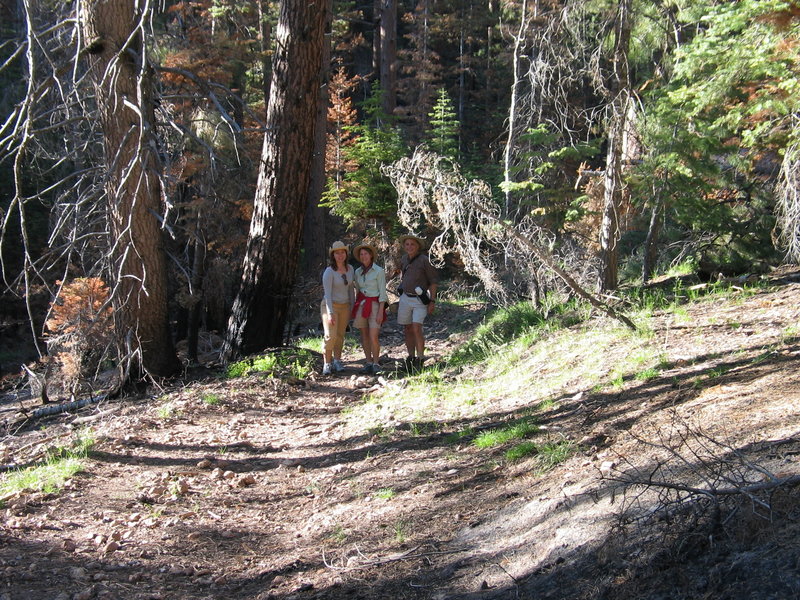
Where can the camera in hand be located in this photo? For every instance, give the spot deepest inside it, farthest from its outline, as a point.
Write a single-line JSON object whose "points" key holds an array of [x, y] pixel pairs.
{"points": [[423, 295]]}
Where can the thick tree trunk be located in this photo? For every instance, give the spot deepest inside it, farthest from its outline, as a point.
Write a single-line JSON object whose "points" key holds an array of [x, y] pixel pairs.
{"points": [[621, 95], [261, 307], [115, 46], [314, 235]]}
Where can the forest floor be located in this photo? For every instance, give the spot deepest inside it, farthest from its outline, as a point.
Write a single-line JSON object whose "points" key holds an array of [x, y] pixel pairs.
{"points": [[679, 482]]}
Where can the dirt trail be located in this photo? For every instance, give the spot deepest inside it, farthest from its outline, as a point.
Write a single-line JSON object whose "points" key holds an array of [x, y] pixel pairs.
{"points": [[270, 494]]}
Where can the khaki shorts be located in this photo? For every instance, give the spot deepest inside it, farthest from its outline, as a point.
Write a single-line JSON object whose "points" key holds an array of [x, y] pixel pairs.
{"points": [[411, 310], [372, 323]]}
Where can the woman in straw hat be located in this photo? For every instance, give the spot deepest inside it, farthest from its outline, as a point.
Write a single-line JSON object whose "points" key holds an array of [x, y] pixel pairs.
{"points": [[369, 310], [337, 302]]}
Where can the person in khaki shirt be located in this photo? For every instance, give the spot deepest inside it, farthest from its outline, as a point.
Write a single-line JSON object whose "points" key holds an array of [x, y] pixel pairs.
{"points": [[369, 310], [418, 297], [337, 302]]}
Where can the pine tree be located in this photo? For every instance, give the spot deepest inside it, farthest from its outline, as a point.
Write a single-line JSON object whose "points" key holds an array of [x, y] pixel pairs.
{"points": [[365, 193], [443, 137]]}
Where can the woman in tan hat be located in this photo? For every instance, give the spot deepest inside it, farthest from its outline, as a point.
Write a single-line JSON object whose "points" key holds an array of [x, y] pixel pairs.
{"points": [[369, 310], [337, 302]]}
---
*Exercise requirements:* Pictures are excluded; copy all other data exactly as shown.

*The response:*
Where can the camera in hand be located in this photo? For every instance, give the spot deepest inside it, farthest from its outline, as a point.
Write a single-line JSON object whose "points" key holds an array of [x, y] pixel pairs.
{"points": [[423, 295]]}
Where can the thick tree trunk be located in this photo? For every instance, give the spot deepest inside it, farthest from its outline, as a point.
Write a single-line JSON object whose "points" key holds an array of [x, y] pixel pairs.
{"points": [[621, 95], [261, 307], [115, 46], [314, 235]]}
Where can the forest floor be located in this photo? For every instance, give the spot deepest inside it, farthest from its outline, as a point.
Write a single-line JSON object whose "points" key holds an array of [x, y] pixel pairs.
{"points": [[679, 482]]}
Where can the dirt trail be located in this photo? For every instance, give the spot deepest inside it, farthest from its outline, as a point.
Write a single-line JSON object whose "points" key holds an array of [x, y] pixel pairs.
{"points": [[270, 494]]}
Where can the khaki shorts be located in this photo? For every instance, give the spot deepest inside it, farthest from its outline, as a point.
Write a single-line JSON object whose "points" key holds an array of [x, y] pixel pairs.
{"points": [[411, 310], [372, 323]]}
Where can the woman in straw hat be located in this photo? For every instance, give the spot deepest inside it, farthest from its outline, as a point.
Write a single-line JSON object whose "points" key holds an array of [x, y] pixel pairs.
{"points": [[369, 310], [337, 302]]}
Where can the person in khaki shirt be located in this photo? For every instance, give the spot deepest inside it, farthest from its outline, as a point.
Write a single-line JSON object whose "points" key holds an array of [x, y] pixel pairs.
{"points": [[369, 310], [418, 297], [337, 302]]}
Where can the pine tree be located in this photo? For every instance, give the spot deepest inside it, farthest from its outline, as a point.
Write a single-line JSON object whose "points" key holds an array of [x, y] pixel pairs.
{"points": [[365, 193], [443, 137]]}
Where can the woman in tan hat be located in this photo? For every instance, give the spot deepest inside it, farthest from its outline, as a point.
Write a single-line JSON object whose "points" key holds an array of [x, y] pixel pairs.
{"points": [[369, 310], [337, 302]]}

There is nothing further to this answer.